→ **Tugas Tertulis A**
Tuliskan kembali bagian kutipan dokumen tentang agenda pemberantasan korupsi dalam pemilihan presiden, mulai dari "Oleh: Yenti Garnasih" sampai dengan "masih sangat marak.".
→ **Tugas Tertulis B**
Menurut kutipan dokumen, apa yang sempat ditunjukkan SBY lima tahun lalu saat bersemangat memberantas korupsi?

→ **Kutipan Dokumen**
Oleh: Yenti Garnasih
MENCERMATI pemilihan presiden, tampaknya agenda politik mereka hanya dititikberatkan pada kebijakan dan pola perekonomian yang akan diterapkan seandainya mereka terpilih. Tidak satu pun pasangan calon yang memprioritaskan agendanya pada penegakan hukum terhadap kejahatan korupsi yang nyata-nyata masih sangat marak.
SBY, yang pada lima tahun lalu begitu bersemangat memberantas korupsi, sampai sempat menunjukkan borgol bagi koruptor dan bagi dirinya bila terlibat korupsi, kini malah malu-malu kucing untuk berteriak lantang tentang pemberantasan ini. Demikian juga pasangan JK dan juga Megawati, sikap politik mereka terhadap pemberantasan korupsi ternyata dingin-dingin saja, dan agenda pemberantasan korupsi hanya diselipkan dalam urutan kesekian yang nyaris tak terdengar.
Permasalahan ekonomi memang penting, tetapi bukanlah satu-satunya, dan sangat tidak logis membicarakan pembangunan ekonomi tanpa bicara soal kebijakan lain yang sangat terkait, yaitu korupsi, yang justru bisa menjadi musuh besarnya, karena korupsi bisa menggoyahkan sendi perekonomian yang dibangun dengan susah payah itu. Kita harus tetap waspada terhadap bahaya korupsi, begitu besar kerugian negara akibat korupsi dan upaya mengembalikan uang rakyat yang dikorup tersebut selalu gagal. Selain itu, korupsi ditengarai sangat dekat dengan kekuasaan dan dengan kroni pejabat. Maka, bila para pasangan calon tidak mengagendakan pemberantasan korupsi, itu sama saja dengan sengaja menyengsarakan rakyat, karena korupsilah yang mengakibatkan kemiskinan rakyat. Jadi, bagaimana mungkin bicara pembangunan ekonomi rakyat tetapi membuka peluang besar bagi para koruptor yang akan menyedot uang rakyat.

→ **Informasi yang Diberikan**
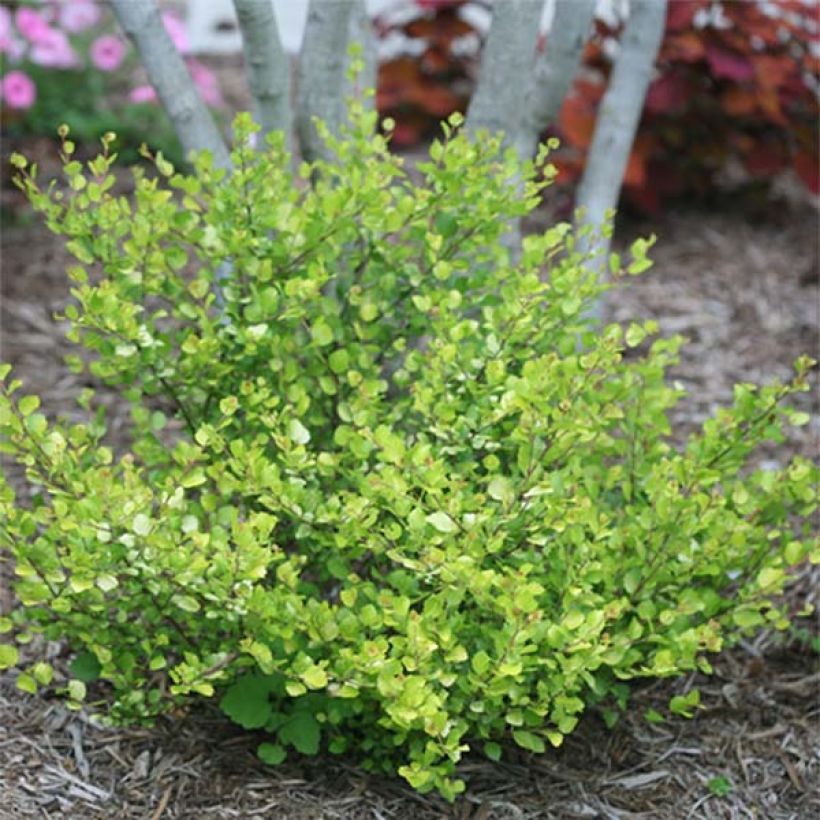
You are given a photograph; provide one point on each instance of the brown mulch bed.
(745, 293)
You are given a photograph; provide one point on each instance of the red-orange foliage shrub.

→ **Penyelesaian Lengkap A**
Oleh: Yenti Garnasih
MENCERMATI pemilihan presiden, tampaknya agenda politik mereka hanya dititikberatkan pada kebijakan dan pola perekonomian yang akan diterapkan seandainya mereka terpilih. Tidak satu pun pasangan calon yang memprioritaskan agendanya pada penegakan hukum terhadap kejahatan korupsi yang nyata-nyata masih sangat marak.

→ **Penyelesaian Lengkap B**
Borgol bagi koruptor dan bagi dirinya sendiri bila terlibat korupsi.